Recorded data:

━━━

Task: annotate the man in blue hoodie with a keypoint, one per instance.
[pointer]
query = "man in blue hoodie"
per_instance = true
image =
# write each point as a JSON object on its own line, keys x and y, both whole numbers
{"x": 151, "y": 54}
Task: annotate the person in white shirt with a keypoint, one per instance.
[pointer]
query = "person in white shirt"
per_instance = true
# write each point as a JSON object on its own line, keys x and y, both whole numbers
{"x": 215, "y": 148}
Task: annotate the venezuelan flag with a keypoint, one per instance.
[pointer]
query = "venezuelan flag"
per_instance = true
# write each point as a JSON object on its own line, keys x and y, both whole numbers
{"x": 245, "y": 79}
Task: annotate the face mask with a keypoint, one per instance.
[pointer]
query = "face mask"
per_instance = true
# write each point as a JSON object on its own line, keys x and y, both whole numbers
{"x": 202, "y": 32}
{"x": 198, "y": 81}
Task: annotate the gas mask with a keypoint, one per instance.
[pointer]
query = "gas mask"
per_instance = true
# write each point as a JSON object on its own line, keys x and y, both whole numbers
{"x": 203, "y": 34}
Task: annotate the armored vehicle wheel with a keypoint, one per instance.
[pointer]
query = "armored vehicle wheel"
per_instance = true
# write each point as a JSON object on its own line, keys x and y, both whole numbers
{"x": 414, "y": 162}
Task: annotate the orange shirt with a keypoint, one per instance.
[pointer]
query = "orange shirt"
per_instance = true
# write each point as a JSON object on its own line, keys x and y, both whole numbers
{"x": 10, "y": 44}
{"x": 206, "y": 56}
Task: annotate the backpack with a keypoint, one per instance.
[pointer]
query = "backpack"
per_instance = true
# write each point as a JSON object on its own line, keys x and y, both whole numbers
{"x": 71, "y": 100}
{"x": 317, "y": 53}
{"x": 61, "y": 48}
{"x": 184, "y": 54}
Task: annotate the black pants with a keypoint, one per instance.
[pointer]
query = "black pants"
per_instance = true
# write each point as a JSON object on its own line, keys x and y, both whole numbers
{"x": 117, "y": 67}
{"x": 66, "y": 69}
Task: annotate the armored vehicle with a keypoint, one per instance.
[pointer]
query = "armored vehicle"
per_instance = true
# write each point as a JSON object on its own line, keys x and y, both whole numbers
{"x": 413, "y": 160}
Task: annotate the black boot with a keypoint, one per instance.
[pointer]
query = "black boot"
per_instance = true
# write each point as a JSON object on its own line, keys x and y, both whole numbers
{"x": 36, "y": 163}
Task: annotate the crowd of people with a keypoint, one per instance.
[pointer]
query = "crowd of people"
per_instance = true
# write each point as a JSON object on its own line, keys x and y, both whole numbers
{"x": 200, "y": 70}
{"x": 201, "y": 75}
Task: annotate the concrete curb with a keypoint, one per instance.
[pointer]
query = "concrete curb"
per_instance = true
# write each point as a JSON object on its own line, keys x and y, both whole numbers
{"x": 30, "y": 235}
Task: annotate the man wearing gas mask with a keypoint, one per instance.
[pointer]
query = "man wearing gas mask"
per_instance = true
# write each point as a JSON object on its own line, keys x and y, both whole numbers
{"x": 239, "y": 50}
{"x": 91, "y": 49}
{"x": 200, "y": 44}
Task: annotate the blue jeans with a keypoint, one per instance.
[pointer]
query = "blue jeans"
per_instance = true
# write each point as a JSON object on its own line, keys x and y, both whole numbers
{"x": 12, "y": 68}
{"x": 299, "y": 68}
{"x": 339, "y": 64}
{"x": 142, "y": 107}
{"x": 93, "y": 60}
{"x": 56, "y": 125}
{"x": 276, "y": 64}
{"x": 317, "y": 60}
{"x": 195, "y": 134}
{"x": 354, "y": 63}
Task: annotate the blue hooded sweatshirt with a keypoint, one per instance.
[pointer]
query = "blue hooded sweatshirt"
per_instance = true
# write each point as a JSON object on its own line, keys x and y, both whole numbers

━━━

Reproduce the data above, swapping every occurrence of "keypoint" for "landmark" and leaving everything else unchanged.

Task: annotate the man in blue hoodie with a landmark, one per instance.
[pointer]
query = "man in blue hoodie"
per_instance = true
image =
# write each point as a JSON object on its own line, keys x and y, both whole numbers
{"x": 151, "y": 54}
Task: annotate the person in white shirt with a landmark, one per instance.
[pointer]
query = "person in white shirt"
per_instance = true
# write each point as a JSON object on its own line, keys x and y, both whole numbers
{"x": 215, "y": 148}
Task: annotate the venezuelan flag with a landmark, one per instance.
[pointer]
query = "venezuelan flag"
per_instance = true
# write each point as a JSON object on its own line, keys x and y, both whole numbers
{"x": 245, "y": 79}
Task: annotate the face mask with a landmark, one per instance.
[pointer]
query = "face mask"
per_instance = true
# write each point as a JSON object on its own line, keys x and y, both whole numbers
{"x": 202, "y": 32}
{"x": 198, "y": 81}
Task: annotate the gas mask with a landmark, one per instance.
[pointer]
query = "gas mask"
per_instance = true
# write each point as a JSON object on its own line, keys x and y, both whole numbers
{"x": 203, "y": 34}
Task: annotate the armored vehicle wheel with a landmark, one per instance.
[pointer]
query = "armored vehicle wheel"
per_instance = true
# write each point as a JSON object on its own line, keys x and y, both whole numbers
{"x": 414, "y": 162}
Task: annotate the orange shirt with a landmark, one per instance.
[pointer]
query = "orange shirt"
per_instance = true
# write each point as a JSON object on its own line, keys x and y, both whole numbers
{"x": 10, "y": 44}
{"x": 206, "y": 56}
Task: annotate the backpack with a landmark, one per instance.
[pointer]
query = "backpack"
per_instance = true
# write each point as a JSON object on its own line, keys x and y, both whole numbers
{"x": 71, "y": 100}
{"x": 317, "y": 53}
{"x": 61, "y": 48}
{"x": 184, "y": 54}
Task: annotate the black pants with a landmark, one per instance.
[pointer]
query = "black pants"
per_instance = true
# write each point as a JSON object on its own line, keys x and y, both whole numbers
{"x": 117, "y": 67}
{"x": 66, "y": 69}
Task: annotate the armored vehicle with a landmark, one per instance.
[pointer]
query = "armored vehicle"
per_instance = true
# write each point as a JSON object on its own line, keys x and y, both whole numbers
{"x": 413, "y": 160}
Task: annotate the black boot with a landmark, one per instance.
[pointer]
query = "black boot"
per_instance = true
# write each point as a JSON object on its own line, keys x and y, both whole numbers
{"x": 36, "y": 163}
Task: annotate the crowd of people with a landmark, one per instance.
[pointer]
query = "crowd of people"
per_instance = true
# write each point as a JSON object on its own line, keys x and y, both whole numbers
{"x": 200, "y": 70}
{"x": 201, "y": 75}
Task: annotate the concrete curb with a landmark, one per instance.
[pointer]
query = "concrete curb"
per_instance = true
# write each point as a JSON object on its own line, keys x and y, both whole numbers
{"x": 30, "y": 235}
Task: annotate the man wearing gas mask with a landmark, one per instance.
[pointer]
query = "man wearing gas mask"
per_instance = true
# write each point as a JSON object on its own line, keys x and y, both whole numbers
{"x": 239, "y": 50}
{"x": 91, "y": 49}
{"x": 200, "y": 44}
Task: annotate the blue jeans with a landmark, one per instance.
[pointer]
query = "blue jeans"
per_instance = true
# write each point as a JSON object on its own line, keys x and y, both whole numbers
{"x": 12, "y": 68}
{"x": 299, "y": 68}
{"x": 339, "y": 64}
{"x": 142, "y": 107}
{"x": 93, "y": 60}
{"x": 56, "y": 125}
{"x": 276, "y": 64}
{"x": 317, "y": 60}
{"x": 195, "y": 134}
{"x": 354, "y": 63}
Task: annotate the blue hooded sweatshirt with a landmark, one per instance.
[pointer]
query = "blue hooded sweatshirt"
per_instance = true
# write each point as a JSON object on its own line, keys x and y, both whole numbers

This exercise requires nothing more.